:: 引用文 ::
========

【公開】第30回IT勉強宴会「最近感じる日本企業のITの問題と展望~「ソフトを他人に作らせる日本、自分で作る米国」を読んで」
第30回IT勉強宴会で発表した資料を公開します。
【元ネタ】
第30回 IT勉強宴会in新大阪 : ATND
関西IT勉強宴会のブログです: 第30回IT勉強宴会in新大阪 【 ソフトを他人に作らせる日本、自分で作る米国 】を語ろう
「ソフトを他人に作らせる日本、 自分で作る米国」を読んで: ソフトウェアさかば
【1】「ソフトを他人に作らせる日本、自分で作る米国」の著者である谷島さんが来阪されたのを記念に勉強会が開催されました。
数人が本の感想をメインに発表し、谷島さんに感想を述べてもらうという緩い勉強会でした。
いろんな議論がありましたが、詰まる所、「日本のユーザ企業がシステム開発を内製化するにはどうすればよいのか?」というテーマを巡る話だったと思います。
僕は、SIとユーザ企業の両方を経験した立場から、現状の日本のIT企業(SIとユーザ企業の両方)について、話しました。
【2】「日本企業はロールが多すぎる」という問題
【2-1】SIにしても、ユーザ企業にしても、日本企業は役職が多すぎる。
特に、管理職は部長、課長だけでなく、事業部長、PMO、○管理長、主査など色んな肩書きがある。
さらに、○部、△部などたくさんの部署もある。
つまり、組織がフラットではなく、縦長のピラミッド階層になっていて、ロールがすごく多い。
ロールが多すぎる弊害は、特にユーザ企業で顕著。
業務システムを正式受注する前に、ユーザ企業の情報システム部門にヒヤリングしながらまずは要件定義するのが普通だが、誰が最終決定者なのか分からない場合が多い。
@hatsanhatさんは、意思決定の最終責任者はMANで探すとアドバイスされた時があった。
Money(予算)、Authority(仕様)、Needs(要求)を持つ人の略。
実際のヒヤリングで聞いてみると、予算を持つ人は情報システム部門にはおらず、経営企画部の部長が握っていたりする。

========

:: 資料 ::

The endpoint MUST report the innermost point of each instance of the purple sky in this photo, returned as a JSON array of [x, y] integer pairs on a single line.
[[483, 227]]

========

:: 取り組む課題 ::
1. 引用文から、「いろんな議論がありましたが、」という語句を含むところで始まり「主査など色んな肩書きがある。」で終わる部分を、一字も変えずに書き写してください。
2. 引用文で日本企業の管理職の肩書きとして挙げられているものを、すべて列挙してください。

:: 解答 ::
1.
いろんな議論がありましたが、詰まる所、「日本のユーザ企業がシステム開発を内製化するにはどうすればよいのか?」というテーマを巡る話だったと思います。
僕は、SIとユーザ企業の両方を経験した立場から、現状の日本のIT企業(SIとユーザ企業の両方)について、話しました。
【2】「日本企業はロールが多すぎる」という問題
【2-1】SIにしても、ユーザ企業にしても、日本企業は役職が多すぎる。
特に、管理職は部長、課長だけでなく、事業部長、PMO、○管理長、主査など色んな肩書きがある。

2. 部長、課長、事業部長、PMO、○管理長、主査